» **Given text**

====================

Working in the confines of a sparse secure hospital in Russia, and completely self-taught, Alex Xatkevich has produced an imaginative world of abundance and desire. His drawings are deceptively simple, childlike even. They describe a wealth of meaningful objects dredged from memory, which are at once tokens of luxury and pure physical indulgence. There are narratives of love, control and the transformative power of hermetic number symbolism to be found here. And every work he makes is an offering to the idealised figure of woman.
Xatkevich was born in 1950 in Riga, Latvia. His mother was Latvian and his father from Byelorussia. He enjoyed only minimal schooling, and at the age of eighteen he was sentenced to fifteen years in prison, probably because of assumed political dissidence. Freed in 1983, he worked as a loader before being convicted again and sentenced, this time, to death. He spent 44 days on death row before he was found to be suffering from severe mental illness and his sentence commuted to life in a secure psychiatric hospital.

====================

» **Directions**
1 > Repeat the passage about Alex Xatkevich word for word, between "Working in the" and "figure of woman.", inclusive.
2 > Answer these questions from the passage about Alex Xatkevich.
(a) What training in art did Xatkevich have?
(b) In what city and country was he born?
(c) How many days did he spend on death row?

====================

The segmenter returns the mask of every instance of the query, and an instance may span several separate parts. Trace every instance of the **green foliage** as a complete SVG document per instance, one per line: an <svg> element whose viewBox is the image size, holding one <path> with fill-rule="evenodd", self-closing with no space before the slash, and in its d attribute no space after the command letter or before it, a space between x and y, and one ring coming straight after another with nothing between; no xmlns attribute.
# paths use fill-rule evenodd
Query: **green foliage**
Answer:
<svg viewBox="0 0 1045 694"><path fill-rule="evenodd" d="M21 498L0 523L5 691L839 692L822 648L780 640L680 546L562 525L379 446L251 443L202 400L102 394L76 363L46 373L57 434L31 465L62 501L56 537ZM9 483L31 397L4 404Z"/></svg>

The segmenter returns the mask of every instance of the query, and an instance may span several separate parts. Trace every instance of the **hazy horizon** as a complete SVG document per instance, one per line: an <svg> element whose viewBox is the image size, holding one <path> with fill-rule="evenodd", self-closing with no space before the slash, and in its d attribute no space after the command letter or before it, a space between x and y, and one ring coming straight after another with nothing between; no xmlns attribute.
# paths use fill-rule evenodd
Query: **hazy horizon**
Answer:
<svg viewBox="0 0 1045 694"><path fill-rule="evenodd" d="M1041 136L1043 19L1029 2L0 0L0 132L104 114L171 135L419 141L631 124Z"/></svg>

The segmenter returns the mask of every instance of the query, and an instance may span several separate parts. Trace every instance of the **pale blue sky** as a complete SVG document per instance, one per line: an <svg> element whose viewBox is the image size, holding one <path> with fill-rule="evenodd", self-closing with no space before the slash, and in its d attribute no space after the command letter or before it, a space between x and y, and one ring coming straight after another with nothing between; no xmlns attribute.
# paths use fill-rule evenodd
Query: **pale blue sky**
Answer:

====================

» **Answers for this exercise**
1 >
Working in the confines of a sparse secure hospital in Russia, and completely self-taught, Alex Xatkevich has produced an imaginative world of abundance and desire. His drawings are deceptively simple, childlike even. They describe a wealth of meaningful objects dredged from memory, which are at once tokens of luxury and pure physical indulgence. There are narratives of love, control and the transformative power of hermetic number symbolism to be found here. And every work he makes is an offering to the idealised figure of woman.

2 >
(a) None; he is completely self-taught.
(b) Riga, Latvia.
(c) 44 days.